---- Testo di origine

Ha pubblicato cinque libri di critica letteraria, due romanzi e una “favola politica” ispirata alla Repubblica di Platone, “Il tarlo della libertà” (2004). Il suo lavoro di critico letterario è raccolto in “Poesia in Italia – Montale, novissimi e postnovissimi” (Mursia 1979) e in “Crepuscolo della scrittura” (Mursia 1991). Articoli di impegno civile sono raccolti in ” Costume e pattume” (Armando 1990). Ha tradotto dal francese poesie di Aragon.
Per la narrativa ha scritto “O barare o volare” (Garzanti, 1977), “L’ultimo valzer di Chopin” (La vita felice, 1995).
E’ stato condirettore (con Gio Ferri e Giuliano Gramigna) della rivista “Testuale”.

--------
---- Dati estratti

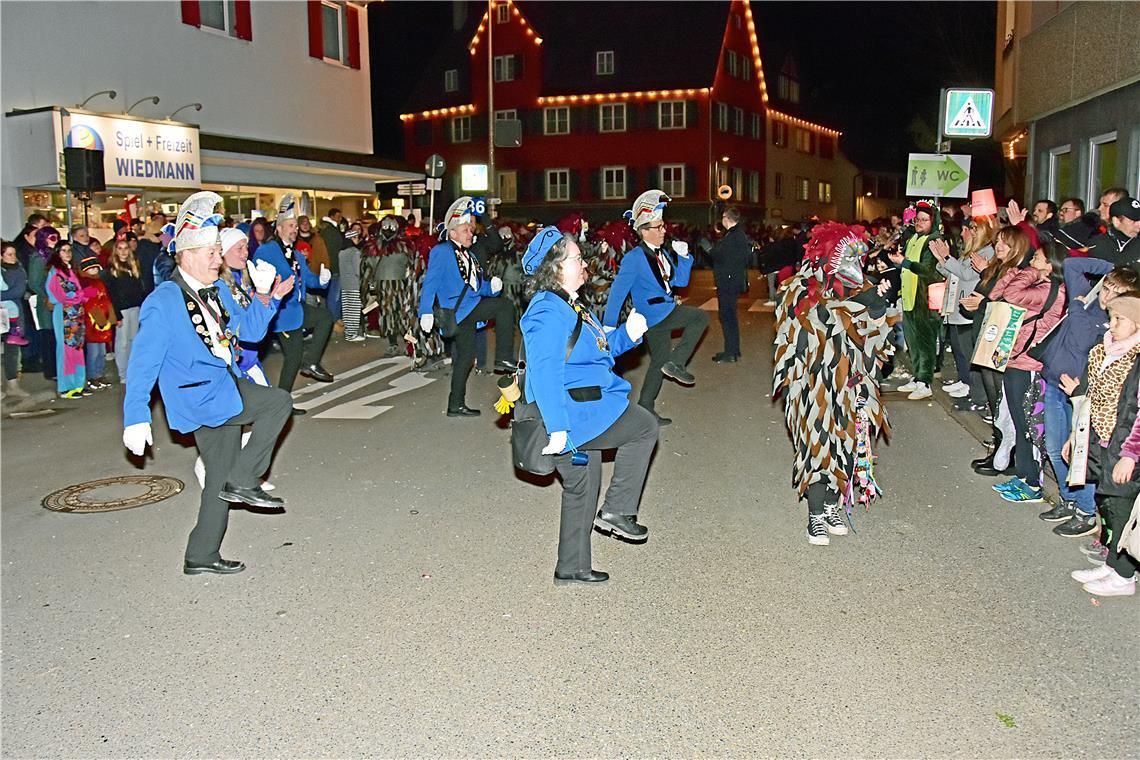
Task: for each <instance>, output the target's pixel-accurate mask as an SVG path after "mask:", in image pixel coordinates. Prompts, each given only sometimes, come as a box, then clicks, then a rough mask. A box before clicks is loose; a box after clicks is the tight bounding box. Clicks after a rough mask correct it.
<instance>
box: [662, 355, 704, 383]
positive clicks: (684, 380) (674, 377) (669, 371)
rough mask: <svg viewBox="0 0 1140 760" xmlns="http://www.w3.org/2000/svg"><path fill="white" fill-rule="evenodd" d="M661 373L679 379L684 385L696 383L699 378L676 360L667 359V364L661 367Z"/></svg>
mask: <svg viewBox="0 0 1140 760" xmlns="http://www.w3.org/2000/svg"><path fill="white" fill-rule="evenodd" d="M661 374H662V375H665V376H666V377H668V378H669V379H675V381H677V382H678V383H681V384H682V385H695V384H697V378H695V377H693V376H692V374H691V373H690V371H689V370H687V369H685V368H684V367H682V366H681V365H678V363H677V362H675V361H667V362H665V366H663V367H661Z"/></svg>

--------
---- Dati estratti

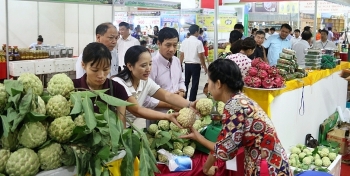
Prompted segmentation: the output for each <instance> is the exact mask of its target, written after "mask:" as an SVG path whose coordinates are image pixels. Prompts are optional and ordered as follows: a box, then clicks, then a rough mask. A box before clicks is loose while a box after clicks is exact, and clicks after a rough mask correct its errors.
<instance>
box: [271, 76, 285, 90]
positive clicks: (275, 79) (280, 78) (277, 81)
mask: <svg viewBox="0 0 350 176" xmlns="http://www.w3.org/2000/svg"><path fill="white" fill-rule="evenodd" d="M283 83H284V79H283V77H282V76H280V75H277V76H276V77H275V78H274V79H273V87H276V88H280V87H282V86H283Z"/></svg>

--------
---- Dati estratti

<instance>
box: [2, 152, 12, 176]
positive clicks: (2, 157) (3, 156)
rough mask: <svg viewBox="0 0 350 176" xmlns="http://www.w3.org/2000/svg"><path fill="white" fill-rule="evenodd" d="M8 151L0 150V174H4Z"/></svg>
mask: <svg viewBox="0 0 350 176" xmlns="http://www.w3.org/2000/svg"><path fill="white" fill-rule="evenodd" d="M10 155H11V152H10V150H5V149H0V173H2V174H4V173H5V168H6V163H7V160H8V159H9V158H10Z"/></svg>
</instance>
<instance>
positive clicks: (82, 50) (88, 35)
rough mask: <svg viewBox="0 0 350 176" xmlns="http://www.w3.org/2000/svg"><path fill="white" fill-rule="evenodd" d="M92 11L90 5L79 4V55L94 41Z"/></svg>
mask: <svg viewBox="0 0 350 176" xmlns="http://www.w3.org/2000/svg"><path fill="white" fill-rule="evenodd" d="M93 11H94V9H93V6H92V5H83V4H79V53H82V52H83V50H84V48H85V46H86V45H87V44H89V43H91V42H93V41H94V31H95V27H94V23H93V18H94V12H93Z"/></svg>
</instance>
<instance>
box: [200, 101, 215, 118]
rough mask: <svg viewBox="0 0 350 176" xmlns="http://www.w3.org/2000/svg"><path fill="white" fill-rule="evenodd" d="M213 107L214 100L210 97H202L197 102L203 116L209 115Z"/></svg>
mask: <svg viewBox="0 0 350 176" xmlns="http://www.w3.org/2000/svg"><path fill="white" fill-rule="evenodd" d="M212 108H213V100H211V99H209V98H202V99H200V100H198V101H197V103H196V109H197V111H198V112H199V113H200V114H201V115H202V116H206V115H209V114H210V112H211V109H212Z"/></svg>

--------

Consegna - Riporta per intero la nota biografica, parola per parola e senza modifiche. Il materiale non ha alcun ruolo in questo lavoro.

Risposta -
Ha pubblicato cinque libri di critica letteraria, due romanzi e una “favola politica” ispirata alla Repubblica di Platone, “Il tarlo della libertà” (2004). Il suo lavoro di critico letterario è raccolto in “Poesia in Italia – Montale, novissimi e postnovissimi” (Mursia 1979) e in “Crepuscolo della scrittura” (Mursia 1991). Articoli di impegno civile sono raccolti in ” Costume e pattume” (Armando 1990). Ha tradotto dal francese poesie di Aragon.
Per la narrativa ha scritto “O barare o volare” (Garzanti, 1977), “L’ultimo valzer di Chopin” (La vita felice, 1995).
E’ stato condirettore (con Gio Ferri e Giuliano Gramigna) della rivista “Testuale”.